#### Trecho fornecido

+++++

O Walner deixou o CAP no segundo ano do segundo grau, seguindo para o Curso Impacto no terceiro ano. Acontece que ele havia feito a matrícula no CAP, tendo o seu nome sido incluído na lista de alunos. Como eu não poderia perder a oportunidade, surrupiei a caderneta nova dele.
Aprovar o Walner no terceiro ano, como “aluno-fantasma”.
1) Freqüências: Sempre um aluno do grupo, no momento da chamada, se posicionava no fundo da sala. Os demais faziam uma espécie de barreira visual e quando o professor chamava “- Walner” (o que sempre acontecia já no fim da chamada), tal aluno levantava o braço encoberto pelos demais e dizia com uma voz de “Sassá Mutema”: “- ieu !”. Funcionava. O Walner passou meses sem uma só falta.
2) Caderneta: Eu sempre me dava ao trabalho de colocá-la na entrada e recolhê-la ao fim do dia. Ela estava recheada de presenças.
3) Provas: Eu reservava os vinte a trinta minutos finais das minhas provas para fazer a do Walner. Isso me impunha a necessidade de recolher sempre duas provas e esconder a dele enquanto fazia a minha. Só podia entregá-las quando a maioria da turma o fazia, para juntar logo ambas no meio do bolo. Contei com o auxílio de alguns colegas nessa empreitada.
Prova de Literatura. Minha pior matéria. Uma questão indagava acerca do estilo literário de determinado texto, perguntando quais os dados que o evidenciavam. Fiz minha prova e tirei, salvo engano, 8,0. No tempo que restou fiz a prova do Walner. Expliquei que o texto era Barroco e que os dados que indicavam o estilo do texto eram ao mesmo tempo os antagônicos dados de seis e o de vinte faces, porque eles eram o mínimo e o máximo, e poderiam trazer, após lançados, o par ou o ímpar, a sorte ou o azar, a vitória ou a derrota. Mencionei até um trecho em latim da ópera “fortuna imperatrix mundi” (O fortuna velut luna statu variabilis. Semper crescis aut decrescis; vita detestabilis…) e outras pérolas para encher lingüiça com besteirol. Disse que minha prova também era barroca, pois eu via nela a antítese, que poderia me levar do zero ao dez, a contradição e a afirmação em convívio harmônico e litigioso. Despachei todo o cabedal de besteiras pertinente.
Nota da prova: A professora Vânia (que havíamos declarado como mãe da Christianne) escreveu: LINDO ! MARAVILHOSO ! SUBLIME ! Poderia apenas haver aprofundado um pouco mais seu BELÍSSIMO eixo metafórico! Nota 9,0;
Conclusão: o Walner tirou nota mais alta do que a minha em literatura, o que provava que eu era mesmo absolutamente incapacitado para a matéria e que nosso amigo era um gênio da literatura. A prova ficou pendurada no mural por um bom tempo até alguém a ter surrupiado. Se tal prova ainda estiver na posse de algum colega, sugiro que a leve no encontro!

+++++

#### Registros
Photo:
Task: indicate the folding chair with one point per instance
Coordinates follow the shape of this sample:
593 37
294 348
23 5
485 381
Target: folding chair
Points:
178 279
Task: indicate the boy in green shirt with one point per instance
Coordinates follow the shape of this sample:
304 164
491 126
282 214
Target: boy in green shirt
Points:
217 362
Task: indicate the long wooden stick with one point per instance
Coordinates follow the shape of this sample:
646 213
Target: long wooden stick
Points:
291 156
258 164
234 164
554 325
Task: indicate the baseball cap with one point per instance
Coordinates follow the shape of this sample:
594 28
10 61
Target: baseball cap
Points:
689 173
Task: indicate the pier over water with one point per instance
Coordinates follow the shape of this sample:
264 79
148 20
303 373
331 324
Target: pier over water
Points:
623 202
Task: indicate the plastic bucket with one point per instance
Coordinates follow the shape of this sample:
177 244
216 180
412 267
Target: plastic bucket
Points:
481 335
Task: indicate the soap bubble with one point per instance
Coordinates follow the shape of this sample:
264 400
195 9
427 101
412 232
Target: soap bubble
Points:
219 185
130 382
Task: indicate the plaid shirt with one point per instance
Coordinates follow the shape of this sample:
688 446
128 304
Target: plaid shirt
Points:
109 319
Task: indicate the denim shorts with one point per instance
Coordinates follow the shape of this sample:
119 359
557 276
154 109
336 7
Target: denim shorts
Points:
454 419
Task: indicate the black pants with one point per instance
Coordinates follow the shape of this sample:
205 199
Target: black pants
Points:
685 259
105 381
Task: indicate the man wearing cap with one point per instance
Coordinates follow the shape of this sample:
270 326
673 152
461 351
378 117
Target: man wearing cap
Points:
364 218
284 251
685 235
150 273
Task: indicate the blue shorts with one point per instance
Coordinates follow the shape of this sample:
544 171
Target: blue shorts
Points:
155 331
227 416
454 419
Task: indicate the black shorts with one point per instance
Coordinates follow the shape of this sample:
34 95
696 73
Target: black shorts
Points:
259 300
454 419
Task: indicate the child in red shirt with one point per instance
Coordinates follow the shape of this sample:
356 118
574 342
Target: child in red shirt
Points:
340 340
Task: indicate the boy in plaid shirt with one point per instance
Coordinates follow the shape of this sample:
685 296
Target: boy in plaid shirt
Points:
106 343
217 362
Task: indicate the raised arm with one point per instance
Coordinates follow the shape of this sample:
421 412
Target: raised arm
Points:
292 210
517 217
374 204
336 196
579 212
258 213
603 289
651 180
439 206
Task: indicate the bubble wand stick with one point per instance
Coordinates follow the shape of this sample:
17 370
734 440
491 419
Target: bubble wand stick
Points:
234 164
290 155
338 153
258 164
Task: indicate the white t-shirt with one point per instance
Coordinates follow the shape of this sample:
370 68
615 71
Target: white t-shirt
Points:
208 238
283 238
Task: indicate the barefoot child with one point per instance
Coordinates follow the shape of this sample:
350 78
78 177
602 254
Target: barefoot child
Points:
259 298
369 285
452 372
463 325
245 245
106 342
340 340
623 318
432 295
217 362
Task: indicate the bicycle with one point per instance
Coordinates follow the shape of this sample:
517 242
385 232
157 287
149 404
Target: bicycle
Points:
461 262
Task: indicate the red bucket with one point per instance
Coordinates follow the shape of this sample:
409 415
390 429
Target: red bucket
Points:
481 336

+++++

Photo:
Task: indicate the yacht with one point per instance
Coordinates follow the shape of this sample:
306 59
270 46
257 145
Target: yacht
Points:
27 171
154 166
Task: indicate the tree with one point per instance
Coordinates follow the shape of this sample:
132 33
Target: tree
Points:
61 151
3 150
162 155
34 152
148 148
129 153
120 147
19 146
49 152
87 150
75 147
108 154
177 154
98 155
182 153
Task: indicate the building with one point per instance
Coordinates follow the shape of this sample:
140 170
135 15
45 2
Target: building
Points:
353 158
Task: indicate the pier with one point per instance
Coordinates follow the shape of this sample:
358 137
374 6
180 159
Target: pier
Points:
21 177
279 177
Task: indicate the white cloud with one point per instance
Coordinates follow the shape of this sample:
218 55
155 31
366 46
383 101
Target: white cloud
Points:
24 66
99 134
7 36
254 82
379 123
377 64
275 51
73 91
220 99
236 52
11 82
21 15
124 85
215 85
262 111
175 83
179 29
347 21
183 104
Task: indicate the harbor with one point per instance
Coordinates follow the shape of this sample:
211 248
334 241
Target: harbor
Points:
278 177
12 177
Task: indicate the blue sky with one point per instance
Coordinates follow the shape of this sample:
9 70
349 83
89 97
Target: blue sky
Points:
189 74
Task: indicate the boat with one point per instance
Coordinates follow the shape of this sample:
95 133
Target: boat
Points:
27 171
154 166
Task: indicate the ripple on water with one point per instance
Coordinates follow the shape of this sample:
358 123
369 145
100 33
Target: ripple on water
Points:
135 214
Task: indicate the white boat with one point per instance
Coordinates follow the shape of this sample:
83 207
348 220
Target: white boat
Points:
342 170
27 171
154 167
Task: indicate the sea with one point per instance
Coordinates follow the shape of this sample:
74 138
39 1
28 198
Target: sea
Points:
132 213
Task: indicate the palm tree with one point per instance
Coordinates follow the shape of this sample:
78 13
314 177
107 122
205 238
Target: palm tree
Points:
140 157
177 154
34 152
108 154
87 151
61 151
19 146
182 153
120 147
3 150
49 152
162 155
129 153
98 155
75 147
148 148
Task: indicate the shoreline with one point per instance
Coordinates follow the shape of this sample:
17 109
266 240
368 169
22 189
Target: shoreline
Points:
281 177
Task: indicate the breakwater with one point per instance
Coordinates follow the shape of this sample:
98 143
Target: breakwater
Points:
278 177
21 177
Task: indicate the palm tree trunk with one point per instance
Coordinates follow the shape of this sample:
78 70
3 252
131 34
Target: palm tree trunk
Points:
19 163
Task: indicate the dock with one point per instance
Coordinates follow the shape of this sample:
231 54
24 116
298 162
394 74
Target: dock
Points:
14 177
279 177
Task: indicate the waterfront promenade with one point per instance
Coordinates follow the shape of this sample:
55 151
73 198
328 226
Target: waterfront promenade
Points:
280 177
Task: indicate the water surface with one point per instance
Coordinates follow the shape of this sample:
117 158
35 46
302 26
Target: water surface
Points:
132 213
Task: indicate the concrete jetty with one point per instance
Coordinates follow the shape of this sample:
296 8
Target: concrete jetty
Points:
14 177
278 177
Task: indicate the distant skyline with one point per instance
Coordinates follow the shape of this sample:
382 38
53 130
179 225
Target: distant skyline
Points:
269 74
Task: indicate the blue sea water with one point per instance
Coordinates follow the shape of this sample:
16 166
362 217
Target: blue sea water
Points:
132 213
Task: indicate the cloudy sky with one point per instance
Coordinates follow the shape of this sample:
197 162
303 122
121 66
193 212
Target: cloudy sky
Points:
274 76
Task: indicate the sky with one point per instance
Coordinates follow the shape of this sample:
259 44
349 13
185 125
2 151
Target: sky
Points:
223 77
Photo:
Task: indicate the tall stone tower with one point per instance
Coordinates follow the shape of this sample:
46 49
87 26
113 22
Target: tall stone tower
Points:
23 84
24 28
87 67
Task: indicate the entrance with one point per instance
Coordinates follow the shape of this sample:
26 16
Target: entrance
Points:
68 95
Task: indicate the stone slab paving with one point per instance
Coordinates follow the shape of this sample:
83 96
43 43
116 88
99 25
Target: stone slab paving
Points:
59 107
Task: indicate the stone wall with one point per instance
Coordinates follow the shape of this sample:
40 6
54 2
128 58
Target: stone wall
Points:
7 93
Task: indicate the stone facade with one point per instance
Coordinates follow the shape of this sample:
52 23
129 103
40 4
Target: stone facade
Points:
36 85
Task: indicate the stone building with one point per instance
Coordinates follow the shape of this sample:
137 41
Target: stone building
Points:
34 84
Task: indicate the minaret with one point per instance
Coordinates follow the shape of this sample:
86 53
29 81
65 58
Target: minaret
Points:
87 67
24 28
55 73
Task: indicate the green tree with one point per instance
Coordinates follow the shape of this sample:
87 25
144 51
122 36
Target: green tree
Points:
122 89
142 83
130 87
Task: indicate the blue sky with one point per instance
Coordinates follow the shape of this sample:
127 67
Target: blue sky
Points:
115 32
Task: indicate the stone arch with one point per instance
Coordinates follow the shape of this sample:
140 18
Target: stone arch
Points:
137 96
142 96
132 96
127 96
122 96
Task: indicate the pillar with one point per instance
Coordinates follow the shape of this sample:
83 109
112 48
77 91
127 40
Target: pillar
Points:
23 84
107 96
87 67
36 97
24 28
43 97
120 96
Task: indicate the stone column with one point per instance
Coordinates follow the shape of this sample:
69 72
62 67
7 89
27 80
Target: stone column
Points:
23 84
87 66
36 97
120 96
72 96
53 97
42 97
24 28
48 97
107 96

+++++

#### Objetivo
Você pode repetir, sem nenhuma alteração, a parte do relato sobre o aluno-fantasma que começa com as palavras que contêm "O Walner deixou" e termina com "caderneta nova dele."?

#### Resultado
O Walner deixou o CAP no segundo ano do segundo grau, seguindo para o Curso Impacto no terceiro ano. Acontece que ele havia feito a matrícula no CAP, tendo o seu nome sido incluído na lista de alunos. Como eu não poderia perder a oportunidade, surrupiei a caderneta nova dele.